Task directions
Word for word, transcribe the lines from the one containing "the blue speculum" through the end of the entries, both included, and nothing else.
►
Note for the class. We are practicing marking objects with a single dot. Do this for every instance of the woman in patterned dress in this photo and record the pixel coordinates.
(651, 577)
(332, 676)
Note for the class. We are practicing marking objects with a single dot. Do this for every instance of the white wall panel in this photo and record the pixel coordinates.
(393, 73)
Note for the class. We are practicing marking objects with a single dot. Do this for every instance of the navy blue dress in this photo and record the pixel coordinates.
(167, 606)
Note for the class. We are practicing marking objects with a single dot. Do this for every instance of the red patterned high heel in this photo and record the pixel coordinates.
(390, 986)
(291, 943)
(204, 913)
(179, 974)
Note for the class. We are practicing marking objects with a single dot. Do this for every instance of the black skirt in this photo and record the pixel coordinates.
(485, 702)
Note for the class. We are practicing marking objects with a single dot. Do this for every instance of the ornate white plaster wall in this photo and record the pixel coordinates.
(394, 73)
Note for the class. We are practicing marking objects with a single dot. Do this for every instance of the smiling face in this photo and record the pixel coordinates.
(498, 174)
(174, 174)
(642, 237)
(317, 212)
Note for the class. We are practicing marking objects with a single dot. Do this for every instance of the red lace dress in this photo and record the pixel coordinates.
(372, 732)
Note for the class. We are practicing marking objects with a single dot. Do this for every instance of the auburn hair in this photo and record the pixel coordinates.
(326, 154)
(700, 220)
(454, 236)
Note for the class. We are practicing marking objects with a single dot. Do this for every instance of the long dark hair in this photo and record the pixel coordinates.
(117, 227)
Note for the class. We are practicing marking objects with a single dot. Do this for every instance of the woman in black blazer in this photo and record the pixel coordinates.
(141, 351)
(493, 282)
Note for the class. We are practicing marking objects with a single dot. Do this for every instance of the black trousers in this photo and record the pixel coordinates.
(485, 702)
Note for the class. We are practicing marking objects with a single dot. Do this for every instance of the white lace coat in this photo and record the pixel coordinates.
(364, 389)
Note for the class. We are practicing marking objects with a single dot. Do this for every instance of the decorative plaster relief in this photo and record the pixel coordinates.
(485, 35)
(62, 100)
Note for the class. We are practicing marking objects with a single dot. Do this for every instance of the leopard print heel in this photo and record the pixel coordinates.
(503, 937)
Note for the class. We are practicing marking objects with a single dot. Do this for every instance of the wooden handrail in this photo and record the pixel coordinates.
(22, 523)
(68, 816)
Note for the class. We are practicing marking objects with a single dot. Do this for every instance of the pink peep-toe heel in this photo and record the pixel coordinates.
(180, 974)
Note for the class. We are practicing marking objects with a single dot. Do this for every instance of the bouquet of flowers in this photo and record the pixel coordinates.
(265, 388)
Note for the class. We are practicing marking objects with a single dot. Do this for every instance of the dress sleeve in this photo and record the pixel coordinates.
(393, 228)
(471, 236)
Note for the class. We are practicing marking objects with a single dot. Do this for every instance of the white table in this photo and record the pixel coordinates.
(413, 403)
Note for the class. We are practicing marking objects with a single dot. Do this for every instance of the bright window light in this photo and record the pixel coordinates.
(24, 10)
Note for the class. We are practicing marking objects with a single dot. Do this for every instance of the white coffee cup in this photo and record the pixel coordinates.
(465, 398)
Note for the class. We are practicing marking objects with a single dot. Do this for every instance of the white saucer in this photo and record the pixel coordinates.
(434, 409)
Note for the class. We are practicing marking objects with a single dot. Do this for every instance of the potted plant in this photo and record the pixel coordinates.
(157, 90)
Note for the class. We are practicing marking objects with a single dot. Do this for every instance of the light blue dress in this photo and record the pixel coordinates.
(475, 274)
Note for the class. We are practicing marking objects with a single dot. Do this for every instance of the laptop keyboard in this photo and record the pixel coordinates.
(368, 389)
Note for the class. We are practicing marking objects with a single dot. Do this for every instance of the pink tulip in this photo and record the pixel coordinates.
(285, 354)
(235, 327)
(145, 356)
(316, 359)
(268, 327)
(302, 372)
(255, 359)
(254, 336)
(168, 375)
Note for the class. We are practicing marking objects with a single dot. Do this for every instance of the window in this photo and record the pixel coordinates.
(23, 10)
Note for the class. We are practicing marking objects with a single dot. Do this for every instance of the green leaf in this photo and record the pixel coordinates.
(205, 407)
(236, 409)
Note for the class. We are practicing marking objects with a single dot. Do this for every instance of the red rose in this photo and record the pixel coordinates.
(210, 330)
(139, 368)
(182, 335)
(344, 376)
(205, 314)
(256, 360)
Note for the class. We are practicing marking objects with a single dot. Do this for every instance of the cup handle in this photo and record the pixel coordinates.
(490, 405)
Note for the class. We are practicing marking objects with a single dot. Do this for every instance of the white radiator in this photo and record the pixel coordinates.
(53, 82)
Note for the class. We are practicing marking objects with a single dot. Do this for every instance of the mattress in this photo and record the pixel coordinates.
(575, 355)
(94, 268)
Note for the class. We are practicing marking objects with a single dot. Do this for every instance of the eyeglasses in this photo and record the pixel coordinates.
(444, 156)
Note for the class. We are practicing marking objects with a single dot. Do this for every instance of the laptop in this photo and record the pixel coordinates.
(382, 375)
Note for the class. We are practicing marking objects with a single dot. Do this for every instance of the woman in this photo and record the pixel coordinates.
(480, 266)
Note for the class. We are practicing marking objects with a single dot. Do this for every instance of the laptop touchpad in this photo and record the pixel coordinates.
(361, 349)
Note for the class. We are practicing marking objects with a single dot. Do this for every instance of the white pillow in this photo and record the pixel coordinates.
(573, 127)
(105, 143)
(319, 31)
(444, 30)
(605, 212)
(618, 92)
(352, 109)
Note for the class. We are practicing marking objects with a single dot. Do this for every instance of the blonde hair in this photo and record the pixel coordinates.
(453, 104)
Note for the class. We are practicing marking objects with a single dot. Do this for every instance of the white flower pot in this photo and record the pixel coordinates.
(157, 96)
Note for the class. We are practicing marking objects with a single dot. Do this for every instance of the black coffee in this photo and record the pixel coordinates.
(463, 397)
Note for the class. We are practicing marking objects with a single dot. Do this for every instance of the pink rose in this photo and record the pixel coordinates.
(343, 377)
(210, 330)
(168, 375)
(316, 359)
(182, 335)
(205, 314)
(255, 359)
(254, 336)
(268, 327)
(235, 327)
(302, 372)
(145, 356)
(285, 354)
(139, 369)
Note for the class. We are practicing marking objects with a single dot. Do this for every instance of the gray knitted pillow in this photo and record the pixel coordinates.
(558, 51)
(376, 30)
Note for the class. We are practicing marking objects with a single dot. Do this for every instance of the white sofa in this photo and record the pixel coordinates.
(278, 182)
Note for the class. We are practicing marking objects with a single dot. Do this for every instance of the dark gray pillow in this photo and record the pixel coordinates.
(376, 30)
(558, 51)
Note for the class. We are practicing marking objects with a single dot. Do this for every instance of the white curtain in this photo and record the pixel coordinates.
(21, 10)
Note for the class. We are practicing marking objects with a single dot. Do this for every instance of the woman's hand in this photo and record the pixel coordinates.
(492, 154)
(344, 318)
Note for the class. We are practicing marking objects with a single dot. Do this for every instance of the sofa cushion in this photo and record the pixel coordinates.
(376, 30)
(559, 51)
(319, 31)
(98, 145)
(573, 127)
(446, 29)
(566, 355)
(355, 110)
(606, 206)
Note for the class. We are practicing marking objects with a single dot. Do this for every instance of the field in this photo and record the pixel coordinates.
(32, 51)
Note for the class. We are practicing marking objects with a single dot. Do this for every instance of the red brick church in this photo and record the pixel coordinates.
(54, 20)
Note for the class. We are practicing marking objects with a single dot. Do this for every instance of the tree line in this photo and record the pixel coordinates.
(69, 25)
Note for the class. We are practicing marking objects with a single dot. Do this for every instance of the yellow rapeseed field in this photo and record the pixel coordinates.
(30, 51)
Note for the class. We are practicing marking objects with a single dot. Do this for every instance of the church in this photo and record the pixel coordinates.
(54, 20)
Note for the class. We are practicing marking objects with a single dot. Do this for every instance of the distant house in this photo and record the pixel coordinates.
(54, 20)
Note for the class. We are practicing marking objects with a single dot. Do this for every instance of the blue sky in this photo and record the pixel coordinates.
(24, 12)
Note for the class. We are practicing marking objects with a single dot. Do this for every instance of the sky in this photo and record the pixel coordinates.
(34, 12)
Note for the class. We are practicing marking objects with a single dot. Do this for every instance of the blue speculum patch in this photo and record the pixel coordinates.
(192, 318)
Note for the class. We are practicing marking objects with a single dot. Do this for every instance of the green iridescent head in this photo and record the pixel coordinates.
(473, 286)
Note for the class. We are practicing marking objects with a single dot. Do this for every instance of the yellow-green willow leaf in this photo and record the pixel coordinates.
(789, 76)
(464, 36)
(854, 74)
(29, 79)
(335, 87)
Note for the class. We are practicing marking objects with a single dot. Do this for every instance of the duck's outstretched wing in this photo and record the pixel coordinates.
◄
Task output
Note for the class. We are practicing marking objects with a single dot. Do this for every instance of the blue speculum patch in this photo and record the pixel coordinates.
(192, 318)
Note for the class. We are practicing marking objects with a single dot. Do this for every instance of the green iridescent head in this photo and record the pixel coordinates.
(473, 286)
Note for the class. We are practicing marking objects with a single dot. Do this for every instance of the yellow-green willow leaf in this photo and record the pixel coordinates.
(789, 76)
(464, 36)
(854, 74)
(29, 79)
(335, 87)
Note for the class. We are practicing marking objects with a single dot. Do this for every instance of the duck's outstretched wing in this photo and record the pixel coordinates.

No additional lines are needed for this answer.